(What is asked):
Reproduce every one of the records below word for word, and omit the pictures from your copy.

* Start Information given *

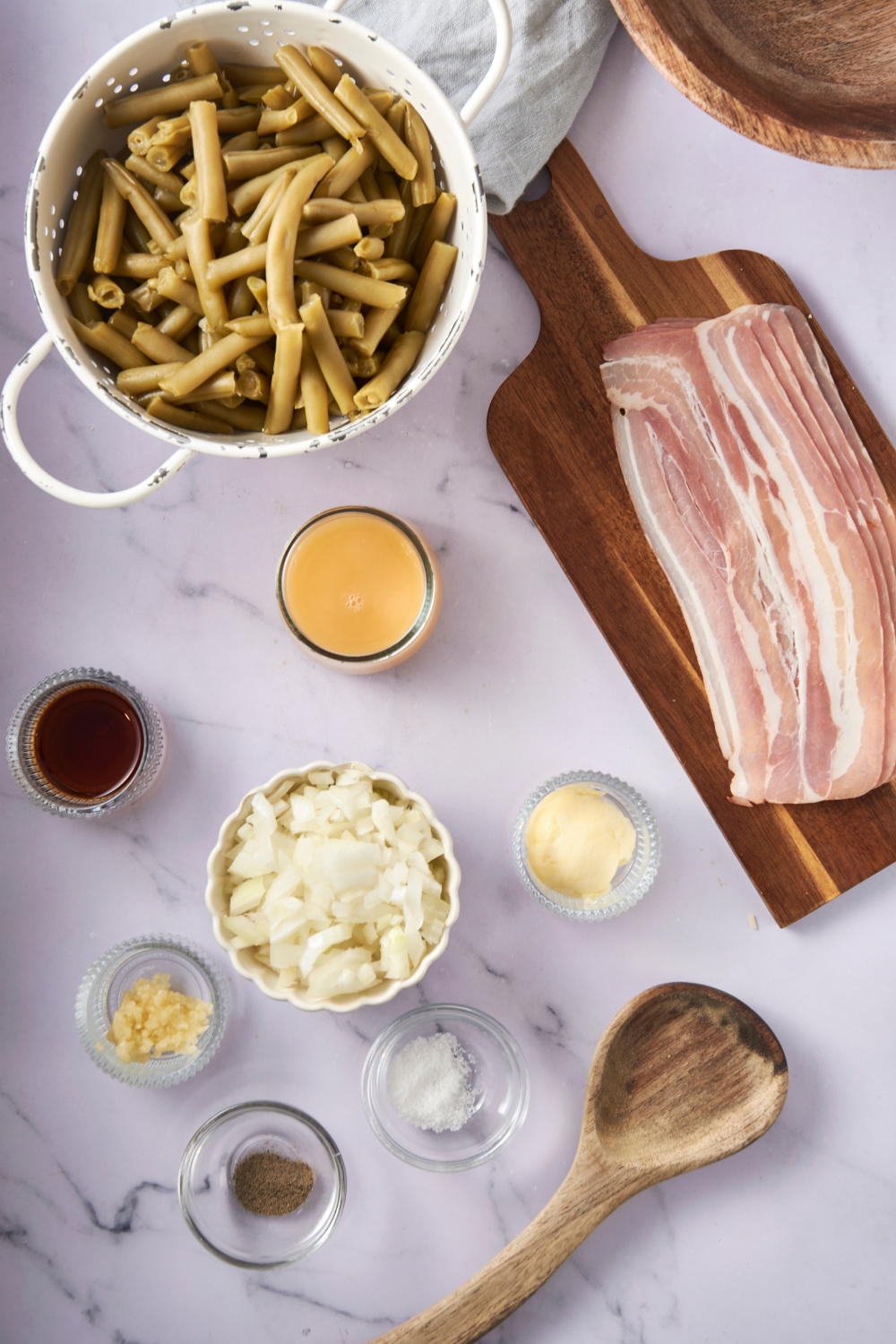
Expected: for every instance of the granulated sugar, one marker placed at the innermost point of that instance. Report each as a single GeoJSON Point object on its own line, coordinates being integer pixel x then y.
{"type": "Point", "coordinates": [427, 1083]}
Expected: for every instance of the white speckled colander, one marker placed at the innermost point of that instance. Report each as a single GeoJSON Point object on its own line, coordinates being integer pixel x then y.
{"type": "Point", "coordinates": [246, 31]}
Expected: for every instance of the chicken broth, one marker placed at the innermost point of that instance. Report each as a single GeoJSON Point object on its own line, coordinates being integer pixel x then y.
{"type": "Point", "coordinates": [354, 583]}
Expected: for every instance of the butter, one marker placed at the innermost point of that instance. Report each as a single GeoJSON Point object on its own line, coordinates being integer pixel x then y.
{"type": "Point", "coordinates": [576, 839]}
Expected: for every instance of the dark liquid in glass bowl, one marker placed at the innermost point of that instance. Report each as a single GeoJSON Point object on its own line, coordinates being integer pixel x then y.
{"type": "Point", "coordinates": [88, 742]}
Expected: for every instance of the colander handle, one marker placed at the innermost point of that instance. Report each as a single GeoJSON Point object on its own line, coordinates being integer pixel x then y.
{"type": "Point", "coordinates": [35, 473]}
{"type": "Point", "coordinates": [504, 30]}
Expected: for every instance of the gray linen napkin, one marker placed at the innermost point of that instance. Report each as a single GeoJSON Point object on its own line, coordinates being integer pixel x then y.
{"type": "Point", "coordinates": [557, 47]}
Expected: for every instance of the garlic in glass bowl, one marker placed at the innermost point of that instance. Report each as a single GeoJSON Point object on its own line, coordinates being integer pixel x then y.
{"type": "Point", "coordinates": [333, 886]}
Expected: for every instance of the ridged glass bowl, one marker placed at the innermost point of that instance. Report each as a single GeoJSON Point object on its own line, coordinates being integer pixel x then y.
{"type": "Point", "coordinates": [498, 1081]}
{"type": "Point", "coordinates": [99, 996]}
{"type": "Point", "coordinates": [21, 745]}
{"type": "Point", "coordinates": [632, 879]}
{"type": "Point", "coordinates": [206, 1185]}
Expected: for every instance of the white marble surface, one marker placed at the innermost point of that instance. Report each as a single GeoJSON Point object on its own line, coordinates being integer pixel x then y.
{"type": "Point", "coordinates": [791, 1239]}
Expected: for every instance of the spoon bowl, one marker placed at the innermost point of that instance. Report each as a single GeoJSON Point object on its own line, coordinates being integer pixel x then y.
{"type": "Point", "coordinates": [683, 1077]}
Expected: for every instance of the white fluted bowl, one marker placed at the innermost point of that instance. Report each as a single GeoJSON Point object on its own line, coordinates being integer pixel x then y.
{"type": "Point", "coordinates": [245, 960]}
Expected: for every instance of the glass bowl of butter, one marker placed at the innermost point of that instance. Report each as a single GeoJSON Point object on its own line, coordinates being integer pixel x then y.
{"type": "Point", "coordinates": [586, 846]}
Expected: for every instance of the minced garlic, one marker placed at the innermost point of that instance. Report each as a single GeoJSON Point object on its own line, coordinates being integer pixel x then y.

* End Information given *

(Output for this exercise):
Expected: for every instance of the granulated sugar, one marker placed at the innermost point of that instance. Report each as a single GeoJSON Point object on its own line, coordinates being integer pixel x then y.
{"type": "Point", "coordinates": [427, 1083]}
Expected: for every instance of the white speckled colander, one marker placed at the innermost point of that instance. Report each as a single GeoJSON Point object on its own line, coordinates being integer pixel x then y.
{"type": "Point", "coordinates": [246, 31]}
Expected: for every instance of the chicken broth, one marker placed at the innermost point of that instance. Report each as a single GeoJSON Point object on its own line, coordinates being integer pixel x then y.
{"type": "Point", "coordinates": [354, 583]}
Expected: for every instance of the butter, one marker placed at the innermost point of that instance. Report each as a single GeoJSON Point object on its own line, coordinates being integer pixel x then y.
{"type": "Point", "coordinates": [576, 839]}
Expected: for every instance of the dark liquid in glass bowl, one marker placed at the innermost point of that instance. Report each as a single GeoJSON Point object on its own line, coordinates being integer pixel x then y.
{"type": "Point", "coordinates": [88, 742]}
Expected: for every instance of the colander handle, one marker placed at the innermost point of that instance. Report each as a single GeoJSON Point object on its own line, coordinates being integer pixel x then y.
{"type": "Point", "coordinates": [35, 473]}
{"type": "Point", "coordinates": [504, 30]}
Expected: for every instance of the gray linen napkin, one marker placed at the innermost point of that instance. Report each as a single GeoJSON Point object on its own line, coordinates being integer pixel x then y.
{"type": "Point", "coordinates": [557, 47]}
Expected: for every instance of the garlic in glass bowl, one marker placed at the innermost point of that instance. Report each as a single GeoJSON Point object on its own line, coordinates being integer pixel x then y.
{"type": "Point", "coordinates": [333, 886]}
Expected: for every instance of the ridged glass bowl, one marker placed at the innermost point of that instance. Report each as a single GeoJSON Point object on its own line, coordinates being integer pixel x then y.
{"type": "Point", "coordinates": [498, 1081]}
{"type": "Point", "coordinates": [99, 996]}
{"type": "Point", "coordinates": [21, 745]}
{"type": "Point", "coordinates": [632, 879]}
{"type": "Point", "coordinates": [206, 1185]}
Expected: for every instance of the white marble surface, one marker placed at the innermost point of that instance. Report each as a single GeoJSON Point object on its own line, coordinates being integer pixel x then y.
{"type": "Point", "coordinates": [791, 1239]}
Expected: for every instance of the spoon bowl, one marker placed at the innermost point of that instance. Report each as a single GeoJSON Point object on its own line, coordinates being integer pixel x then y.
{"type": "Point", "coordinates": [683, 1077]}
Expected: for every instance of the white fluted bowl, one marker placed at the innermost point of that instance. Report each as a single GeoJSON Point object on its own line, coordinates being integer pixel x then y.
{"type": "Point", "coordinates": [245, 960]}
Expected: for every instance of the glass bowl of butter, one marker placed at the innermost point of that instance. Report each as a single GeoJSON Point object on its own line, coordinates being integer pixel x then y.
{"type": "Point", "coordinates": [586, 846]}
Expected: for every instance of the minced garlic, one marker placed at the innermost point of that instance. Report each as a single GeoJSON Point object on its own line, coordinates being integer pixel x then y.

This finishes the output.